BEGIN Stored data

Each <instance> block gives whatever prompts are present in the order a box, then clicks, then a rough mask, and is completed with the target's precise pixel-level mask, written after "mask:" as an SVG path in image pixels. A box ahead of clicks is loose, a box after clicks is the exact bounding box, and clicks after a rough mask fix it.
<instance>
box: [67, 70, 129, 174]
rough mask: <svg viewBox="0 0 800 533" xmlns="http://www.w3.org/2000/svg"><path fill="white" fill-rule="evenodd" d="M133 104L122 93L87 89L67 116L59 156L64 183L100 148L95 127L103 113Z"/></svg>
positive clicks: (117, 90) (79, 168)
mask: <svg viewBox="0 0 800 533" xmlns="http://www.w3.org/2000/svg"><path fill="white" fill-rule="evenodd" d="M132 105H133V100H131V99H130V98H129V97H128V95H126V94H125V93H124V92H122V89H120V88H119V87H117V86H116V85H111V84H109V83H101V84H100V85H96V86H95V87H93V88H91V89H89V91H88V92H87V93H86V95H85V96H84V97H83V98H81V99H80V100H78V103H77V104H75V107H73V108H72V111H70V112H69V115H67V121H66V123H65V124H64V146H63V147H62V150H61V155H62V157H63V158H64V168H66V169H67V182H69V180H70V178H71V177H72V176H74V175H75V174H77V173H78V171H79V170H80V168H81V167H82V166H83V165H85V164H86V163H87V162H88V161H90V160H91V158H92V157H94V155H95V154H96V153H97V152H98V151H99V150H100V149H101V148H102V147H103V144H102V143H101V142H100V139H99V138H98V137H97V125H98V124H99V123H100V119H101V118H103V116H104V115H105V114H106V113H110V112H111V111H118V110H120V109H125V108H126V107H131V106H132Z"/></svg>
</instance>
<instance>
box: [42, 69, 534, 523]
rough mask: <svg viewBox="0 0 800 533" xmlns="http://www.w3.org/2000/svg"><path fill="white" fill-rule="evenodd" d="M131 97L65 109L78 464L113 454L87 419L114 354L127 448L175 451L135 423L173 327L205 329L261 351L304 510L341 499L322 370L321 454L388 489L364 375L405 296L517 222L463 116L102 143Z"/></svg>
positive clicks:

END Stored data

# Problem description
Go through the records from the first line and copy each one exactly, ending after the line that contains "104L122 93L87 89L67". Give nothing else.

# Your solution
Each <instance> block gives whatever prompts are present in the order a box, then clicks, then a rough mask, and is completed with the target's precise pixel-level mask, written after "mask:" as an SVG path in image pixels. A box ahead of clicks is loose, a box after clicks is the exact bounding box, and clicks after a rough mask fix it.
<instance>
box: [67, 70, 129, 174]
rough mask: <svg viewBox="0 0 800 533" xmlns="http://www.w3.org/2000/svg"><path fill="white" fill-rule="evenodd" d="M133 104L122 93L87 89L67 116L59 156L64 183L100 148L95 127L103 113Z"/></svg>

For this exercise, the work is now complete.